Please transcribe these lines without any changes.

[Dataset records on object locations]
## Start

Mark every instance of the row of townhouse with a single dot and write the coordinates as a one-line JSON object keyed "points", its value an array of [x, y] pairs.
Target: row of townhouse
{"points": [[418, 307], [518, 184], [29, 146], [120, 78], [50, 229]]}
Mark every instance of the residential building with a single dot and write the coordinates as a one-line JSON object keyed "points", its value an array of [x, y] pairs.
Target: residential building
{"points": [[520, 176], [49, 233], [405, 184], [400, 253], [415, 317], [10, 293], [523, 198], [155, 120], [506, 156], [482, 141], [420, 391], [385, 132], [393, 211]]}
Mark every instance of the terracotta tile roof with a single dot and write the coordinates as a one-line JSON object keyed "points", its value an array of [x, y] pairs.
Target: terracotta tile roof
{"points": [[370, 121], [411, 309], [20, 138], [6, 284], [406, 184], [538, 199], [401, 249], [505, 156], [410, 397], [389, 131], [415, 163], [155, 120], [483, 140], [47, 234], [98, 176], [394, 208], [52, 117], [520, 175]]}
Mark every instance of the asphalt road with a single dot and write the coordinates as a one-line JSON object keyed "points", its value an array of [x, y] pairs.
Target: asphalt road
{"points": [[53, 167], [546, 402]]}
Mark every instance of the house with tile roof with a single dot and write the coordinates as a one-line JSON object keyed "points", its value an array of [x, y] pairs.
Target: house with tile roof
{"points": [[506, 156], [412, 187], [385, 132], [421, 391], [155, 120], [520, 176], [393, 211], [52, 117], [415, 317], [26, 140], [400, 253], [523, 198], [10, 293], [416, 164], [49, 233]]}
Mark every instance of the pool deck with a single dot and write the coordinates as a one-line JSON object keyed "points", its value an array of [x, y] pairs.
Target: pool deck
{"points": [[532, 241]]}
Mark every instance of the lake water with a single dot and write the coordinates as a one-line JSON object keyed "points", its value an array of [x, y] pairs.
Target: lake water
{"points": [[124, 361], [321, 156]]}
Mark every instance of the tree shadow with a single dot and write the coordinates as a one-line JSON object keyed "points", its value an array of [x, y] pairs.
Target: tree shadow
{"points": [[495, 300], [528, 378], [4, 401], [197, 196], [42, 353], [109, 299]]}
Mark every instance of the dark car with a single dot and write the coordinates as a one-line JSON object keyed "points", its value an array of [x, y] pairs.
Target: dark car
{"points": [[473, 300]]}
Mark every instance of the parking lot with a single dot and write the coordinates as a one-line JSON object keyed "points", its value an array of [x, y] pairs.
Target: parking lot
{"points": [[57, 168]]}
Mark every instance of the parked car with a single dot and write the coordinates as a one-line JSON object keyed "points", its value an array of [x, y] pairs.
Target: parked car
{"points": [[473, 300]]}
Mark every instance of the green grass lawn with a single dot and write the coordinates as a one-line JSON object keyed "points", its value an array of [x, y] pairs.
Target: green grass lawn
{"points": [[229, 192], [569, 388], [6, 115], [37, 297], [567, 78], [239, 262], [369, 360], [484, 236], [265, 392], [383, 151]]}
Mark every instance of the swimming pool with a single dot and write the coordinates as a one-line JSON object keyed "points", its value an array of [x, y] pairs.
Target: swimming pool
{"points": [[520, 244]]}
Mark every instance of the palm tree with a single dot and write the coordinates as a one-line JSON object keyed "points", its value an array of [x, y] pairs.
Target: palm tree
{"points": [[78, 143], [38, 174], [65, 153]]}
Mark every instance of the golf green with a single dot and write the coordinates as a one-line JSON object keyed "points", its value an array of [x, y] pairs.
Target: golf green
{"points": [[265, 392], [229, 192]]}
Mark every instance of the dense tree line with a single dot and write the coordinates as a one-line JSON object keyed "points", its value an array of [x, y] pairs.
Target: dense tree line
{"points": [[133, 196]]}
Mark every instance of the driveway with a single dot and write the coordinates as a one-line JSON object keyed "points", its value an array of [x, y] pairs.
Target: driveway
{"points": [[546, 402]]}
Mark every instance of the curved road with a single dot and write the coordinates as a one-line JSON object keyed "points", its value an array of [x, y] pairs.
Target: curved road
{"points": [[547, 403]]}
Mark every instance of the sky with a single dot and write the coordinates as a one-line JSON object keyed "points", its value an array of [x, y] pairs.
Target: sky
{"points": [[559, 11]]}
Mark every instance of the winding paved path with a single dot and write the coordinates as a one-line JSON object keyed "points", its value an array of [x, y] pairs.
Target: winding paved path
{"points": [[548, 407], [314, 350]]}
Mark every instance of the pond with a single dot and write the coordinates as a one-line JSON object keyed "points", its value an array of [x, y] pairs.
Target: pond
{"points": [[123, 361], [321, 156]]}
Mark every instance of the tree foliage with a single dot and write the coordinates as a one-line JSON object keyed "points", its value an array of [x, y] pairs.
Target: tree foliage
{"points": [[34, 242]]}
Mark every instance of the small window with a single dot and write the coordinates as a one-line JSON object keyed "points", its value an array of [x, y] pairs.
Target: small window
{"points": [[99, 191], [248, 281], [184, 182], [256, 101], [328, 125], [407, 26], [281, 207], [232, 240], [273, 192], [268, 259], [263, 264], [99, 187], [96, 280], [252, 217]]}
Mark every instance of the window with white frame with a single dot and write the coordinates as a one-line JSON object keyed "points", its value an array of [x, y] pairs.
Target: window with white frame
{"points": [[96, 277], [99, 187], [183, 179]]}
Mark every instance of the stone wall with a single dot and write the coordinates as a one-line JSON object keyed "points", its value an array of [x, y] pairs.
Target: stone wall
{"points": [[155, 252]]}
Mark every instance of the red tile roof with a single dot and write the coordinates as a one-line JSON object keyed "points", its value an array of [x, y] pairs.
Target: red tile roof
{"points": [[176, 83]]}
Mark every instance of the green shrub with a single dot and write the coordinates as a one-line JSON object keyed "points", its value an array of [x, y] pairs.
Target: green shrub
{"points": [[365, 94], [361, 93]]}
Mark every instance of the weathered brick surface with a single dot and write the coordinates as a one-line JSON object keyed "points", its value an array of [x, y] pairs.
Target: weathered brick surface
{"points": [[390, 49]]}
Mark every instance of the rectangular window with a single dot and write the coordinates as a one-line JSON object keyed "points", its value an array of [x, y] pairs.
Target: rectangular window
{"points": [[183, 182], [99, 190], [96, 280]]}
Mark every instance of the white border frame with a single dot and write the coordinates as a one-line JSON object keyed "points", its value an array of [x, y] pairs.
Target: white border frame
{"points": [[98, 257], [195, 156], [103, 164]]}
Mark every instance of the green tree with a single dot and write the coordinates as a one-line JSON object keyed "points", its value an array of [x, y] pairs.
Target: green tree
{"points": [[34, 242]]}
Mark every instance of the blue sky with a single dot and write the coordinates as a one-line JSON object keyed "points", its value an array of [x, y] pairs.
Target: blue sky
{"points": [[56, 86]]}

## End

◆ Response ◆
Mark every instance of the row of townhouse with a single dot and write the coordinates as a one-line JSON object keyed "points", its value an array of [x, y] pairs.
Target: row of townhouse
{"points": [[418, 307], [518, 184], [29, 146], [120, 78], [50, 229]]}
Mark every instance of the residential building with a single dot and write the coordinates as a one-line JSON object keyed "points", its value an array of [x, y] pairs.
Target: residential building
{"points": [[520, 176], [49, 233], [405, 184], [400, 253], [415, 317], [10, 293], [523, 198], [155, 120], [506, 156], [482, 141], [420, 391], [385, 132], [393, 211]]}
Mark every instance of the terracotta tile roof with a single dot and write the coordinates as a one-line JSON object keyed "points", its value an array of [x, y] pairs.
Target: terracotta tile roof
{"points": [[370, 121], [411, 309], [20, 138], [6, 284], [406, 184], [538, 199], [401, 249], [505, 156], [410, 397], [389, 131], [415, 163], [155, 120], [483, 140], [47, 234], [98, 176], [394, 208], [52, 117], [520, 175]]}
Mark every instance of the asphalt road with a single dot and write the coordinates as a one-line JSON object keyed "points", its value an array of [x, y] pairs.
Target: asphalt road
{"points": [[53, 167], [546, 402]]}
Mark every instance of the house with tile roof with a single dot and write the coordinates as a one-line JSON object keyed "points", its value an array of [x, y] pairs.
Target: house with tile roof
{"points": [[506, 156], [412, 187], [385, 132], [421, 391], [155, 120], [520, 176], [393, 211], [52, 117], [415, 317], [26, 140], [400, 253], [523, 198], [10, 293], [416, 164], [49, 233]]}
Mark every instance of the pool deck with a single dot and write the coordinates as a one-line JSON object keyed "points", its value an array of [x, y] pairs.
Target: pool deck
{"points": [[532, 241]]}
Mark every instance of the lake water with a single dot and write the coordinates as a one-line JSON object keyed "points", its value an array of [x, y] pairs.
Target: lake water
{"points": [[124, 361], [321, 156]]}
Mark every instance of the tree shadow with a single dot and write the coordinates as a one-line JSON object keyed "points", its value an array of [x, y] pairs.
Target: tree shadow
{"points": [[495, 300], [528, 378], [4, 401], [197, 196], [42, 353], [109, 299]]}
Mark every instance of the dark car with a single dot and write the coordinates as a one-line JSON object keyed "points", its value an array of [x, y] pairs.
Target: dark car
{"points": [[473, 300]]}
Mark every instance of the parking lot with a single dot and write the coordinates as a one-line JSON object keyed "points", its value an array of [x, y] pairs.
Target: parking lot
{"points": [[57, 168]]}
Mark every instance of the parked car with a single dot and write the coordinates as a one-line JSON object keyed "points", its value an array of [x, y] pairs.
Target: parked car
{"points": [[473, 300]]}
Mark every instance of the green grass lawn with a single dot and write the coordinates as a one-line JSON object keyed "points", its value an array of [x, y] pairs.
Target: green grass lawn
{"points": [[229, 192], [569, 388], [6, 115], [37, 297], [567, 78], [239, 262], [369, 360], [484, 236], [265, 392], [383, 151]]}
Mark every instance of the swimming pool with a single dot and write the coordinates as a one-line JSON object keyed "points", its value an array of [x, y] pairs.
Target: swimming pool
{"points": [[520, 244]]}
Mark every instance of the palm tree with a single dot and write the coordinates as a one-line JSON object keyed "points", its value an array of [x, y] pairs.
Target: palm tree
{"points": [[78, 143], [38, 174], [65, 153]]}
Mark every instance of the golf green with a single dot and write the coordinates as a one-line JSON object keyed "points", its value an array of [x, y] pairs.
Target: golf green
{"points": [[265, 392], [229, 192]]}
Mark every instance of the dense tree line with a single dot and write the coordinates as a one-line JSON object keyed "points", its value an array of [x, y] pairs.
Target: dense tree line
{"points": [[133, 196]]}
Mark every instance of the driveway with a single dot and write the coordinates as a one-line JSON object keyed "points", its value an array of [x, y] pairs.
Target: driveway
{"points": [[546, 402]]}
Mark every instance of the curved road with a single dot and write the coordinates as a one-line JSON object keyed "points", its value an array of [x, y] pairs.
Target: curved road
{"points": [[547, 403]]}
Mark every instance of the sky with a single dot and write the coordinates as a one-line JSON object keyed "points", its value an array of [x, y] pairs.
Target: sky
{"points": [[559, 11]]}
Mark every instance of the winding paved path with a single dot and write the coordinates as a one-line JSON object keyed "points", its value an array of [x, y] pairs.
Target: winding paved path
{"points": [[548, 407], [314, 350]]}
Mark every instance of the pond with a single dot and write the coordinates as a one-line JSON object keyed "points", its value an array of [x, y] pairs.
Target: pond
{"points": [[123, 361], [321, 156]]}
Mark every instance of the tree foliage with a single dot and write the coordinates as a one-line JSON object keyed "points", its value an array of [x, y] pairs.
Target: tree foliage
{"points": [[34, 242]]}
Mark every instance of the small window with a single dot and write the coordinates as a one-line JSON object keyed "points", its value an array of [x, y] pairs.
Target: small window
{"points": [[99, 191], [248, 281], [184, 182], [256, 101], [328, 125], [407, 26], [281, 207], [232, 240], [273, 192], [268, 259], [263, 264], [99, 187], [96, 280], [252, 217]]}
Mark every instance of the window with white frame with a single dot and write the coordinates as a one-line JSON object keyed "points", its value an array of [x, y] pairs.
Target: window with white frame
{"points": [[96, 277], [99, 187], [183, 179]]}
Mark every instance of the stone wall with a single dot and write the coordinates as a one-line JSON object keyed "points", its value an array of [x, y] pairs.
Target: stone wall
{"points": [[155, 252]]}
Mark every instance of the red tile roof with a single dot and write the coordinates as a one-line JSON object keyed "points", its value an array of [x, y] pairs.
Target: red tile roof
{"points": [[176, 83]]}
Mark every instance of the green shrub with a single dot and write the coordinates as a one-line JSON object keyed "points", its value an array of [x, y] pairs.
Target: green shrub
{"points": [[365, 94], [361, 93]]}
Mark every instance of the weathered brick surface with a single dot and write the coordinates as a one-line JSON object keyed "points", its value an array of [x, y] pairs.
Target: weathered brick surface
{"points": [[390, 49]]}
Mark every instance of the rectangular window with a single dot and write the coordinates as a one-line JSON object keyed "points", its value an array of [x, y] pairs.
Target: rectangular window
{"points": [[183, 182], [99, 190], [96, 280]]}
Mark every instance of the white border frame with a single dot and write the coordinates as a one-line JSON object keyed "points", its value an array of [x, y] pairs.
Target: white border frame
{"points": [[98, 257], [195, 156], [103, 164]]}
Mark every instance of the green tree with a single dot and write the coordinates as a one-line JSON object keyed "points", its value an array of [x, y] pairs.
Target: green tree
{"points": [[34, 242]]}
Mark every instance of the blue sky with a single dot and write the coordinates as a one-line JSON object keyed "points", its value an array of [x, y] pairs.
Target: blue sky
{"points": [[56, 86]]}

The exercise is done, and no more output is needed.